Stored items from a collection
================
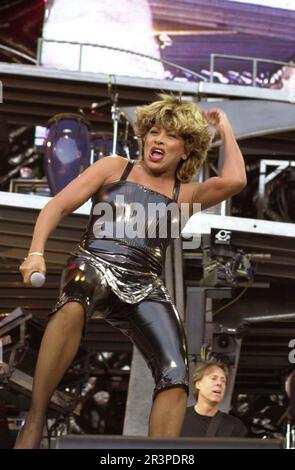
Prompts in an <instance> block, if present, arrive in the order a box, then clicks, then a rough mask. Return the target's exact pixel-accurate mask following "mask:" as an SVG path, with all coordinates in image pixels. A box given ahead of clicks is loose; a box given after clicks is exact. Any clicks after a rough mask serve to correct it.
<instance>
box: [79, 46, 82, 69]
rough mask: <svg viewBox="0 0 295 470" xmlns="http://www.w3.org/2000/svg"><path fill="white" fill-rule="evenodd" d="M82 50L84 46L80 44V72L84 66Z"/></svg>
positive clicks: (79, 55) (79, 50)
mask: <svg viewBox="0 0 295 470" xmlns="http://www.w3.org/2000/svg"><path fill="white" fill-rule="evenodd" d="M82 48H83V44H80V49H79V72H81V66H82Z"/></svg>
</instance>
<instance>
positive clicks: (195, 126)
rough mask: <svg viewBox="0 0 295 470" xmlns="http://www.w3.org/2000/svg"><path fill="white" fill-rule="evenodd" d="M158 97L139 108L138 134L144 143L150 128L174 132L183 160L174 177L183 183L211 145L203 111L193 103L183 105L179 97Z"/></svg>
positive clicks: (208, 130) (189, 179)
mask: <svg viewBox="0 0 295 470" xmlns="http://www.w3.org/2000/svg"><path fill="white" fill-rule="evenodd" d="M160 97H161V100H159V101H155V102H154V103H151V104H149V105H146V106H142V107H140V108H139V109H138V111H137V121H136V130H137V134H138V135H139V137H141V138H142V139H143V142H144V143H145V139H146V136H147V135H148V134H149V131H150V130H151V129H152V128H153V127H156V128H158V129H165V130H166V131H169V132H171V131H173V132H175V133H176V135H177V136H179V137H180V138H181V139H183V142H184V157H183V158H180V160H179V163H178V167H177V171H176V174H177V177H178V179H179V180H180V181H182V182H188V181H191V180H192V178H193V177H194V176H195V174H196V172H197V170H198V169H199V168H200V166H201V165H202V163H203V162H204V160H205V158H206V156H207V152H208V149H209V146H210V141H211V135H210V130H209V126H208V123H207V121H206V119H205V116H204V113H203V111H202V110H201V109H200V108H199V107H198V106H197V105H196V104H195V103H193V102H187V103H184V102H181V99H180V98H176V97H174V96H170V95H160Z"/></svg>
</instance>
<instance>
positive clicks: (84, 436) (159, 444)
mask: <svg viewBox="0 0 295 470" xmlns="http://www.w3.org/2000/svg"><path fill="white" fill-rule="evenodd" d="M56 448H57V449H195V450H196V449H282V448H283V441H282V440H280V439H252V438H243V439H237V438H219V437H218V438H210V439H209V438H205V437H202V438H194V437H179V438H175V439H166V438H160V439H152V438H148V437H133V436H132V437H131V436H130V437H128V436H101V435H97V436H93V435H88V436H87V435H86V436H85V435H84V436H75V435H69V436H64V437H61V438H59V439H58V441H57V443H56Z"/></svg>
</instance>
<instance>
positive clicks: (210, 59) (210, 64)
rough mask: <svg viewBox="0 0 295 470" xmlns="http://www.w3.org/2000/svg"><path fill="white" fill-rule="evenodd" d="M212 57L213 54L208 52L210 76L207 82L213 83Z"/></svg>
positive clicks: (212, 62) (212, 58)
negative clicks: (209, 68)
mask: <svg viewBox="0 0 295 470" xmlns="http://www.w3.org/2000/svg"><path fill="white" fill-rule="evenodd" d="M214 58H215V54H210V77H209V82H210V83H213V74H214Z"/></svg>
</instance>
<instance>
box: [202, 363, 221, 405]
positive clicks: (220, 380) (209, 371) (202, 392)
mask: <svg viewBox="0 0 295 470" xmlns="http://www.w3.org/2000/svg"><path fill="white" fill-rule="evenodd" d="M196 388H197V389H198V391H199V395H198V399H200V398H202V399H205V400H207V401H208V402H209V403H211V404H218V403H220V402H221V401H222V400H223V397H224V394H225V389H226V375H225V373H224V371H223V370H222V369H221V368H220V367H218V366H212V367H209V368H208V369H207V370H206V372H205V374H204V376H203V378H202V379H201V380H199V381H198V382H196Z"/></svg>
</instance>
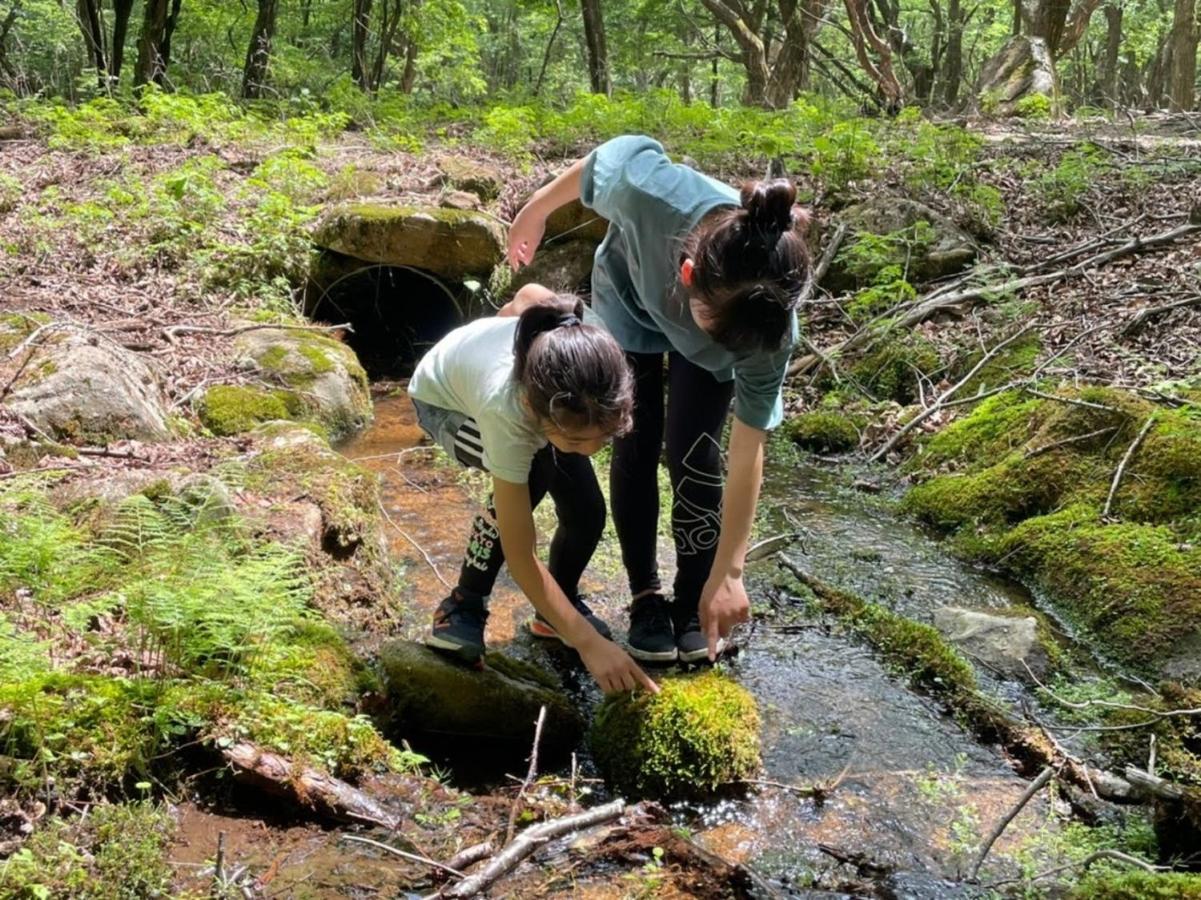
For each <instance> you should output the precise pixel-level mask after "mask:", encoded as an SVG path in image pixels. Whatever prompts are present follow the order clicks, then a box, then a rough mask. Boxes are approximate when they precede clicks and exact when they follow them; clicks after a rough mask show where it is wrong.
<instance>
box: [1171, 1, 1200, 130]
mask: <svg viewBox="0 0 1201 900" xmlns="http://www.w3.org/2000/svg"><path fill="white" fill-rule="evenodd" d="M1170 41H1171V44H1172V67H1171V70H1170V71H1171V78H1170V82H1171V83H1170V89H1169V103H1170V108H1171V109H1172V111H1173V112H1183V113H1187V112H1190V111H1191V109H1193V102H1194V89H1195V84H1196V77H1197V19H1196V0H1176V18H1175V22H1173V23H1172V36H1171V38H1170Z"/></svg>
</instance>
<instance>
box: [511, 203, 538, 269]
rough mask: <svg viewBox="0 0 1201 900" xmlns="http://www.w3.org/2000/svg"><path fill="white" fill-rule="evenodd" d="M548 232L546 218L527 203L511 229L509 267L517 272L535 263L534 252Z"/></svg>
mask: <svg viewBox="0 0 1201 900" xmlns="http://www.w3.org/2000/svg"><path fill="white" fill-rule="evenodd" d="M545 232H546V216H545V215H544V214H543V213H542V211H539V210H538V208H537V207H536V205H534V204H533V203H526V204H525V205H524V207H521V210H520V211H519V213H518V214H516V216H515V217H514V219H513V225H512V226H510V227H509V254H508V256H509V266H512V267H513V270H514V272H516V270H518V269H519V268H521V267H522V266H528V264H530V263H531V262H533V255H534V251H537V249H538V244H540V243H542V236H543V234H544V233H545Z"/></svg>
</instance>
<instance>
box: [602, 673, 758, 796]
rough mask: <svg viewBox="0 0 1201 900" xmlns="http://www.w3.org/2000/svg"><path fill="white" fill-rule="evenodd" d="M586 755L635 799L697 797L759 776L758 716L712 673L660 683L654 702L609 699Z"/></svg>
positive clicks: (737, 688) (630, 698)
mask: <svg viewBox="0 0 1201 900" xmlns="http://www.w3.org/2000/svg"><path fill="white" fill-rule="evenodd" d="M591 741H592V750H593V753H594V756H596V761H597V765H598V767H599V768H600V770H602V773H603V774H604V776H605V781H607V782H608V783H609V785H610V787H613V788H614V789H615V791H621V792H625V793H628V794H632V795H637V797H653V798H656V799H661V798H675V797H698V798H699V797H705V795H709V794H712V793H713V792H715V791H717V789H718V788H721V787H728V786H731V785H734V783H736V782H739V781H740V780H742V779H747V777H749V776H751V775H752V774H754V771H755V770H757V769H758V768H759V714H758V711H757V710H755V705H754V699H753V698H752V697H751V695H749V693H747V691H746V690H745V689H743V687H741V686H739V685H737V684H735V683H734V681H731V680H729V679H728V678H725V677H724V675H722V674H721V673H718V672H706V673H703V674H699V675H694V677H682V678H670V679H667V680H664V681H663V684H662V685H661V691H659V693H658V695H650V693H647V692H645V691H644V692H638V693H637V695H633V696H629V695H611V696H610V697H608V698H605V702H604V704H602V707H600V709H599V710H598V711H597V716H596V721H594V723H593V728H592V737H591Z"/></svg>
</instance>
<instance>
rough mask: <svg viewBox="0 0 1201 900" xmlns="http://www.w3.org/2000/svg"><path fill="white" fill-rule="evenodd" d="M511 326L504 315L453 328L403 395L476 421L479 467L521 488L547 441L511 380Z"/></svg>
mask: <svg viewBox="0 0 1201 900" xmlns="http://www.w3.org/2000/svg"><path fill="white" fill-rule="evenodd" d="M516 326H518V317H516V316H504V317H492V318H478V320H476V321H474V322H470V323H468V324H465V326H462V327H461V328H455V329H454V330H453V332H450V334H448V335H447V336H446V338H443V339H442V340H440V341H438V342H437V344H435V345H434V347H431V348H430V351H429V352H428V353H426V354H425V356H424V357H422V362H419V363H418V364H417V370H416V371H414V372H413V377H412V379H410V382H408V393H410V395H411V397H414V398H417V399H418V400H420V401H422V403H428V404H430V405H431V406H441V407H442V409H443V410H454V411H456V412H461V413H464V415H466V416H471V417H472V418H473V419H476V424H477V425H479V436H480V442H482V443H483V445H484V467H485V469H488V471H489V472H491V473H492V475H494V476H495V477H497V478H501V479H502V481H507V482H514V483H516V484H525V483H526V482H527V481H528V479H530V464H531V461H532V460H533V454H534V453H537V452H538V451H539V449H542V448H543V447H545V446H546V439H545V437H544V436H543V435H542V433H540V431H539V430H538V428H537V421H536V419H534V417H533V415H532V413H531V412H530V411H528V410H526V407H525V404H524V403H522V389H521V386H520V385H518V383H516V382H515V381H514V380H513V335H514V333H515V332H516Z"/></svg>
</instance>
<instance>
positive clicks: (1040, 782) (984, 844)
mask: <svg viewBox="0 0 1201 900" xmlns="http://www.w3.org/2000/svg"><path fill="white" fill-rule="evenodd" d="M1053 775H1054V769H1053V768H1052V767H1050V765H1047V767H1046V768H1045V769H1042V771H1041V773H1039V776H1038V777H1036V779H1034V781H1032V782H1030V783H1029V786H1027V788H1026V792H1024V793H1023V794H1022V795H1021V797H1020V798H1018V799H1017V803H1016V804H1014V807H1012V809H1011V810H1010V811H1009V812H1006V813H1005V817H1004V818H1003V819H1000V822H998V823H997V827H996V828H993V829H992V834H990V835H988V840H986V841H985V842H984V846H982V847H980V853H979V854H978V856H976V858H975V863H974V864H973V865H972V875H969V876H968V877H969V878H972V880H973V881H974V880H975V877H976V875H978V874H979V872H980V866H981V865H984V860H985V857H987V856H988V851H990V850H992V845H993V844H996V842H997V839H998V838H1000V835H1002V834H1004V832H1005V829H1006V828H1009V823H1010V822H1012V821H1014V817H1015V816H1016V815H1017V813H1018V812H1021V811H1022V809H1023V807H1024V806H1026V804H1028V803H1029V801H1030V798H1033V797H1034V794H1036V793H1038V792H1039V791H1041V789H1042V788H1044V787H1045V786H1046V783H1047V782H1048V781H1050V780H1051V779H1052V776H1053Z"/></svg>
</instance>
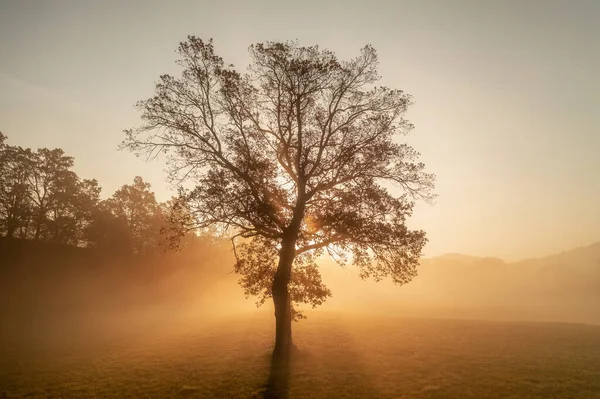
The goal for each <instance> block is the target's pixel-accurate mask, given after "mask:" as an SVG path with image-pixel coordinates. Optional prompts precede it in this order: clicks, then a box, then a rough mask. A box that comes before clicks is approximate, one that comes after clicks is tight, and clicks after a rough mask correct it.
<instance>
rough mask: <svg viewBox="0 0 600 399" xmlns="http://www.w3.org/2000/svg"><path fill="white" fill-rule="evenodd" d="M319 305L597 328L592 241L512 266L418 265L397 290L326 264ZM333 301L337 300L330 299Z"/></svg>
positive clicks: (451, 264) (427, 315) (470, 264)
mask: <svg viewBox="0 0 600 399" xmlns="http://www.w3.org/2000/svg"><path fill="white" fill-rule="evenodd" d="M324 280H325V282H326V284H328V286H330V288H331V289H332V291H333V295H334V297H333V298H332V299H331V300H330V301H328V302H329V303H328V304H326V306H330V307H332V308H335V307H348V306H351V307H354V308H357V309H361V310H363V311H365V312H383V313H389V312H392V313H397V314H404V315H411V316H426V317H444V318H478V319H505V320H537V321H564V322H585V323H600V242H599V243H595V244H592V245H589V246H586V247H582V248H576V249H573V250H570V251H565V252H562V253H560V254H555V255H550V256H546V257H543V258H538V259H526V260H521V261H518V262H505V261H503V260H501V259H498V258H493V257H474V256H467V255H462V254H446V255H442V256H439V257H433V258H426V259H423V260H422V261H421V266H420V268H419V274H418V276H417V277H416V278H415V279H414V280H413V281H411V282H410V283H409V284H406V285H404V286H402V287H397V286H394V285H393V284H391V283H389V282H386V281H382V282H378V283H374V282H369V281H361V282H358V283H357V282H356V281H358V272H357V271H356V270H354V269H353V268H352V267H349V268H347V269H345V270H340V268H338V267H336V266H335V265H333V264H331V265H330V267H327V268H326V270H324ZM336 296H337V297H336Z"/></svg>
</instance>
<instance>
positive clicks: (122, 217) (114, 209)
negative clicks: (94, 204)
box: [105, 176, 163, 253]
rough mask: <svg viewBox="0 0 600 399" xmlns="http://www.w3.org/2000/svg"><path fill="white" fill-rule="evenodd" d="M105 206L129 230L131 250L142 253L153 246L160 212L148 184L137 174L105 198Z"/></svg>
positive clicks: (137, 252)
mask: <svg viewBox="0 0 600 399" xmlns="http://www.w3.org/2000/svg"><path fill="white" fill-rule="evenodd" d="M105 205H106V207H107V209H108V210H109V211H110V212H111V214H112V216H113V217H115V218H116V219H117V220H118V221H120V222H121V223H124V224H125V225H126V226H127V228H128V231H129V242H130V245H131V250H132V251H133V252H136V253H143V252H146V251H147V250H149V249H152V248H155V247H156V246H157V244H158V240H159V238H160V228H161V226H162V224H163V215H162V212H161V208H160V206H159V204H158V203H157V202H156V198H155V197H154V193H153V192H152V191H150V184H149V183H146V182H144V180H143V179H142V178H141V177H140V176H136V177H135V178H134V180H133V184H130V185H128V184H126V185H123V186H122V187H121V188H120V189H119V190H117V191H116V192H115V193H114V194H113V195H112V197H111V198H109V199H108V200H107V201H106V204H105Z"/></svg>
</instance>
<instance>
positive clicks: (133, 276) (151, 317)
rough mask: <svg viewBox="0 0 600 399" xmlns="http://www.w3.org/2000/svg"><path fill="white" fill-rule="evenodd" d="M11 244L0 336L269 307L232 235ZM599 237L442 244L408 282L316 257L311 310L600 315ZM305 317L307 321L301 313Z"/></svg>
mask: <svg viewBox="0 0 600 399" xmlns="http://www.w3.org/2000/svg"><path fill="white" fill-rule="evenodd" d="M31 245H32V244H31V243H27V242H24V243H22V245H18V246H13V247H11V248H9V247H7V246H4V247H3V248H2V251H3V259H6V260H7V262H5V263H4V264H3V265H2V281H3V283H2V286H3V289H2V301H1V303H2V309H1V311H2V314H1V316H2V319H3V320H5V321H6V322H4V323H2V335H3V337H4V339H10V337H13V338H15V339H21V338H22V337H23V336H24V335H26V336H30V337H37V338H39V339H42V338H43V339H44V340H48V341H52V342H55V343H56V342H63V343H69V344H70V345H73V344H75V343H77V342H79V341H81V342H82V343H83V342H88V343H90V342H96V341H101V340H115V339H125V338H127V337H130V338H131V337H137V338H139V337H143V336H148V335H152V334H156V333H159V332H173V331H182V330H186V329H197V328H202V327H206V326H208V325H211V324H214V323H217V322H218V321H219V320H224V319H231V318H236V317H240V316H241V315H245V316H249V317H250V316H252V315H257V314H260V315H269V312H271V311H272V307H271V303H270V302H267V303H266V304H265V305H264V306H263V307H261V308H260V309H257V308H256V306H255V301H256V298H252V297H251V298H248V299H246V298H245V297H244V293H243V292H242V290H241V288H240V287H239V286H238V284H237V278H238V276H236V275H235V274H234V273H233V272H232V269H233V256H232V253H231V250H230V248H229V247H228V246H227V245H216V244H210V243H200V244H198V245H197V246H196V247H194V248H190V249H187V250H185V251H180V252H172V253H166V254H163V253H158V254H155V255H152V256H145V257H143V256H140V257H119V256H115V255H112V254H107V253H96V252H93V251H90V250H84V249H81V248H79V249H78V248H64V247H59V248H53V247H50V246H49V247H44V248H36V250H35V251H32V248H31ZM599 260H600V244H595V245H592V246H588V247H584V248H579V249H575V250H572V251H567V252H564V253H562V254H558V255H554V256H549V257H546V258H542V259H531V260H524V261H520V262H515V263H505V262H503V261H502V260H500V259H494V258H474V257H469V256H464V255H446V256H442V257H437V258H431V259H423V260H422V262H421V266H420V268H419V275H418V276H417V277H416V278H415V279H414V280H413V281H412V282H410V283H409V284H406V285H404V286H400V287H399V286H396V285H394V284H392V283H391V282H389V281H380V282H374V281H363V280H361V279H360V278H359V277H358V272H357V270H356V269H355V268H354V267H352V266H347V267H345V268H342V267H340V266H339V265H337V264H335V263H334V262H332V261H331V260H329V259H326V258H324V259H321V260H320V266H321V271H322V274H323V279H324V282H325V284H326V285H327V286H328V287H329V288H330V289H331V291H332V294H333V295H332V297H331V298H328V300H327V301H326V302H325V304H324V305H322V306H321V307H319V308H317V309H315V310H313V309H311V308H310V307H307V306H300V308H301V309H302V310H303V311H304V314H305V315H306V316H307V317H308V318H309V319H310V317H311V315H315V314H318V312H339V313H345V314H354V313H355V314H372V315H386V316H390V315H392V316H400V317H410V318H415V317H416V318H443V319H483V320H521V321H553V322H576V323H590V324H600V309H599V304H600V289H599V288H600V261H599ZM303 322H304V321H301V322H300V323H303Z"/></svg>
================
### Work item
Copy out, word for word, the part of the entries above that begins at the line with "232L546 218L527 203L511" and ends at the line with "755L635 799L697 797L759", including both.

### Final answer
rough mask: <svg viewBox="0 0 1201 900" xmlns="http://www.w3.org/2000/svg"><path fill="white" fill-rule="evenodd" d="M548 232L546 218L527 203L511 229L509 267L517 272L535 263L534 252Z"/></svg>
mask: <svg viewBox="0 0 1201 900" xmlns="http://www.w3.org/2000/svg"><path fill="white" fill-rule="evenodd" d="M545 232H546V216H545V215H544V214H543V213H542V211H539V210H538V208H537V207H536V205H534V204H533V203H526V204H525V205H524V207H521V210H520V211H519V213H518V214H516V216H515V217H514V219H513V225H512V226H510V227H509V254H508V256H509V266H512V267H513V270H514V272H516V270H518V269H519V268H521V267H522V266H528V264H530V263H531V262H533V255H534V251H537V249H538V244H540V243H542V236H543V234H544V233H545Z"/></svg>
</instance>
<instance>
box: [602, 673, 758, 796]
rough mask: <svg viewBox="0 0 1201 900" xmlns="http://www.w3.org/2000/svg"><path fill="white" fill-rule="evenodd" d="M586 755L635 799L697 797L759 776L758 716L712 673L660 683L654 702L609 699Z"/></svg>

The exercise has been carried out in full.